[start of RECORDS TO USE]

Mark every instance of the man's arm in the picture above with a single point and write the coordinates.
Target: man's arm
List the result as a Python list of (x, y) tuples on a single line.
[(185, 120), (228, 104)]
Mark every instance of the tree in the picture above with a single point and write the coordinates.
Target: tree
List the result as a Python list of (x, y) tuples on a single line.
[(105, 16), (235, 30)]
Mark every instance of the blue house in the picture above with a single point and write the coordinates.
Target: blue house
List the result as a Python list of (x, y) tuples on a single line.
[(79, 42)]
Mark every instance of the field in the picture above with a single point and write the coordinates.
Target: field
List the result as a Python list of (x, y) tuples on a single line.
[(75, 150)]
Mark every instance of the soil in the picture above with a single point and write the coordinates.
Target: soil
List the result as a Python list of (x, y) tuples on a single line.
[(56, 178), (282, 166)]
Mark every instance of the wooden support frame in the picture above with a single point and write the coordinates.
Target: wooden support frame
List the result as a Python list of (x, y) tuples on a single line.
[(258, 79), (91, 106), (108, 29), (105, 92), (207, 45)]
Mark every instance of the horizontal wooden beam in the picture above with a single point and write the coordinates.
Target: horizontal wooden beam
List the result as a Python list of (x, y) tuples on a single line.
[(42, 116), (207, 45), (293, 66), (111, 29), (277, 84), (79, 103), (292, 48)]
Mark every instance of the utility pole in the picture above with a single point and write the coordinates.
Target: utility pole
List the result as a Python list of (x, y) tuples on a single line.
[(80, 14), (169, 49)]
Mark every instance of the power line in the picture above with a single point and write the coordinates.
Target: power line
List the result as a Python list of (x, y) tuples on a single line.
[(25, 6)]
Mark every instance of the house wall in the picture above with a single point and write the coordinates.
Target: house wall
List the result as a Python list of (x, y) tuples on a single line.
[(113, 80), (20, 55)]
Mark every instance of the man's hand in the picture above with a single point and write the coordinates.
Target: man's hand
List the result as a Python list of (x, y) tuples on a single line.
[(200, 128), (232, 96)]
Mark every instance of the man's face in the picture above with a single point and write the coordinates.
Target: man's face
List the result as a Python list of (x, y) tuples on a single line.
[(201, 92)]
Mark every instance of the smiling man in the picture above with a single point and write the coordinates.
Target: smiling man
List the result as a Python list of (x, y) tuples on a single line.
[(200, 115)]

[end of RECORDS TO USE]
[start of RECORDS TO USE]

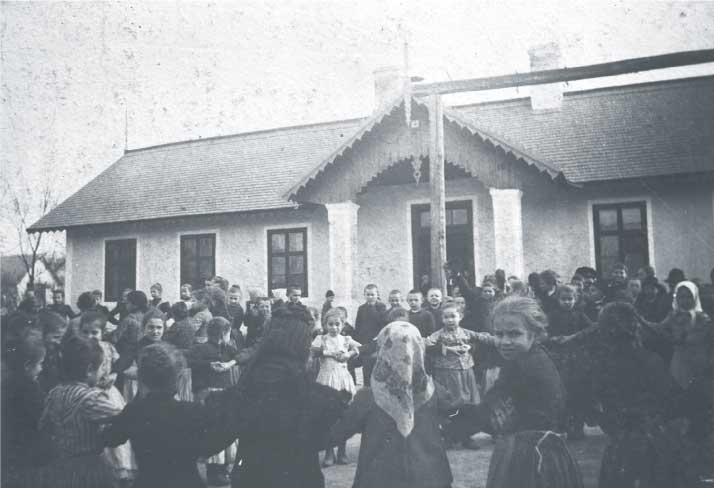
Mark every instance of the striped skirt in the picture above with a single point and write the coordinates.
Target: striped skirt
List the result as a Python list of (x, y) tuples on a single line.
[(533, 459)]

[end of RECORDS TO USE]
[start of RECORDS TO USE]

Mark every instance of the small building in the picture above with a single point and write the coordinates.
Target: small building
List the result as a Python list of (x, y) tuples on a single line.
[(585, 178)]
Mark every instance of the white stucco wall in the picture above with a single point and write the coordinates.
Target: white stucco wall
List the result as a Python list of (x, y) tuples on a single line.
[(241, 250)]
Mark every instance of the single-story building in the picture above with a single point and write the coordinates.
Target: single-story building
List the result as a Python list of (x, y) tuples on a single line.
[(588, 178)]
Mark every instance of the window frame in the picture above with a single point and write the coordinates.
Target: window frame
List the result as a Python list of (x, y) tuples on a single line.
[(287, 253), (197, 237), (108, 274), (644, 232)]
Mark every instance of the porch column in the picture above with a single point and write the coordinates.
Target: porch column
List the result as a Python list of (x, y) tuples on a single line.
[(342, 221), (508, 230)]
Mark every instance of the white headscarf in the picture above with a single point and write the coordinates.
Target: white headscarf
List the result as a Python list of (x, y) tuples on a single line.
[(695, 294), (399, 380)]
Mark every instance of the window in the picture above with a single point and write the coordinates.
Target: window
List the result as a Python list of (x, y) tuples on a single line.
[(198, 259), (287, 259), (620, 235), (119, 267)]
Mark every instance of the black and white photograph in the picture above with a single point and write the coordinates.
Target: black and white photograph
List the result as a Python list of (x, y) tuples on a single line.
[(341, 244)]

[end of RECORDS TO USE]

> **WHAT TO WORK ON**: Could you reproduce, word for word, the lines in the records from the line with "Mark every instance of the utility" to the line with "[(80, 14), (169, 49)]", both included?

> **REPLY**:
Mark every instance of the utility pole in the picture above with a single point and write the coordinates.
Target: utility pole
List the result as a Python list of (x, y) tuples on a single line.
[(80, 14), (169, 49)]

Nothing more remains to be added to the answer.